▶ **Requirements**:
Rename "white cloud" to "wispy cloud" throughout the stretch from the line containing "Could you spot the white cloud" through the end of the rows, and reproduce those lines with nothing else changed.
· · · · ·
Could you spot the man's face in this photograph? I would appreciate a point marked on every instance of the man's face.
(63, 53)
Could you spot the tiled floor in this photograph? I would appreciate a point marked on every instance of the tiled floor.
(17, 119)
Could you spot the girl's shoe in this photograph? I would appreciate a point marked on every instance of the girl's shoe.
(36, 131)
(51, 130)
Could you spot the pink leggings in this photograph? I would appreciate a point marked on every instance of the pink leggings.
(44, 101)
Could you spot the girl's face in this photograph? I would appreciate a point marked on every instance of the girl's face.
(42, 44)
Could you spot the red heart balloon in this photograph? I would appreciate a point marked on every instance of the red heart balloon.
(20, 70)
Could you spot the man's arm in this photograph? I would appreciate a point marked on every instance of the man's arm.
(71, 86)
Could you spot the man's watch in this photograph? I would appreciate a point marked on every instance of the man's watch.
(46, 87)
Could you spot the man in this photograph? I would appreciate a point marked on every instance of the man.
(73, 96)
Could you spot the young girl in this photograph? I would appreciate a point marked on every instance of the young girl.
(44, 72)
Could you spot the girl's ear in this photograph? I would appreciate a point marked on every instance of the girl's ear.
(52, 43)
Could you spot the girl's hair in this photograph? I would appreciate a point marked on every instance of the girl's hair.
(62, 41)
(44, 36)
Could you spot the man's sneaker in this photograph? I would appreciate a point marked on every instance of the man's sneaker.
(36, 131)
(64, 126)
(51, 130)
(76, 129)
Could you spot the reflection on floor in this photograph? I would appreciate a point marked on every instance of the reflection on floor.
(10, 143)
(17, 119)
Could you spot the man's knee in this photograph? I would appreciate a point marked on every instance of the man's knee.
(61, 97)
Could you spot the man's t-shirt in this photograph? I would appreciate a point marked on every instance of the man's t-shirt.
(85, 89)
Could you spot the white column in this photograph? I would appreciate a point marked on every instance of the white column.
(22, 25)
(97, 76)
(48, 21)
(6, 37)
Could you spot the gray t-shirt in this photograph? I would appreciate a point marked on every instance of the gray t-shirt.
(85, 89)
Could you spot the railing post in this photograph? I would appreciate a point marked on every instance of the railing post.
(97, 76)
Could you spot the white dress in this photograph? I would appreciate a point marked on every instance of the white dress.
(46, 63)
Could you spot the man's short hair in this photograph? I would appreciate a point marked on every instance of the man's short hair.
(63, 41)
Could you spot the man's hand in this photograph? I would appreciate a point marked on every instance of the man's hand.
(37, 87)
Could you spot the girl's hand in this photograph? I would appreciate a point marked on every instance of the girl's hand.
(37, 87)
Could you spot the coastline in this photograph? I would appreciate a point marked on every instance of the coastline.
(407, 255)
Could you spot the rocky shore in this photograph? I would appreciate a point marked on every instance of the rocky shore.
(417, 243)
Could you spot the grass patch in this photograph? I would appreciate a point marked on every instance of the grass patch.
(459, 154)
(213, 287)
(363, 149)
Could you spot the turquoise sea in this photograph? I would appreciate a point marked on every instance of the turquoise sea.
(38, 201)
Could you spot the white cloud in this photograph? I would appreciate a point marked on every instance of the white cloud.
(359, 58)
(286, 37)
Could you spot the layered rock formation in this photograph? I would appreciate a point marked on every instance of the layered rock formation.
· · · · ·
▶ **Solved exercise**:
Could you spot the wispy cloud in this photograph? I would appreciate a point marked on every instance of the wispy cloud.
(359, 58)
(286, 37)
Could you spot the layered rock formation in this photograph? I would appreciate a point marked on every instance of the layered rock formation.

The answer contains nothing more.